Work to complete: A faithful copy of the entire listing is what is needed.

====================

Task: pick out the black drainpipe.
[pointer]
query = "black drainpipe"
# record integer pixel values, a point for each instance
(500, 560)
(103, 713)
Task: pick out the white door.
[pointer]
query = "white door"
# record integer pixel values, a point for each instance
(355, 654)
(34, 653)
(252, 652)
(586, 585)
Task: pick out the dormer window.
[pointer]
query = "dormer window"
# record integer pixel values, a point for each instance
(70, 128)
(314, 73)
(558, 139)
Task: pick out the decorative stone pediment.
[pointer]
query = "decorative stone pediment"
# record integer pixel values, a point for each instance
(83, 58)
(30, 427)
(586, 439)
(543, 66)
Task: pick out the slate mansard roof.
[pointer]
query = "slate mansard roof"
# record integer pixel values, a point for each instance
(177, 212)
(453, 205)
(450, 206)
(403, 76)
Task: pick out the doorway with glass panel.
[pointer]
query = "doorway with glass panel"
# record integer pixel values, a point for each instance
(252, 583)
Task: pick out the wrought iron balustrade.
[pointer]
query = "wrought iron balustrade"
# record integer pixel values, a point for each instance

====================

Your solution:
Task: pick out the black drainpipe.
[pointer]
query = "black drainpipe"
# record integer pixel values, a point for each instance
(500, 560)
(103, 713)
Task: pick out the white door.
[pointer]
query = "white door"
# record integer pixel values, a point for each instance
(355, 654)
(34, 653)
(252, 652)
(586, 585)
Task: pick out the dormer window.
[pointer]
query = "dormer window"
# record integer pixel values, a point for each instance
(70, 128)
(314, 73)
(558, 139)
Task: pick out the decorative stone pediment.
[pointer]
query = "decorative stone pediment"
# record integer pixel values, a point for each instance
(83, 58)
(30, 427)
(586, 439)
(543, 66)
Task: pick out the slate mansard roof.
[pointer]
query = "slate mansard roof"
# record integer pixel values, a point for each instance
(177, 212)
(453, 205)
(450, 206)
(403, 76)
Task: pick out the doorway with glass panel.
[pointer]
query = "doorway with glass panel"
# record integer pixel values, a point for each instance
(252, 583)
Task: pick out the wrought iron balustrade.
[pointer]
query = "wrought iron balustrade"
# record integer pixel values, a point for each instance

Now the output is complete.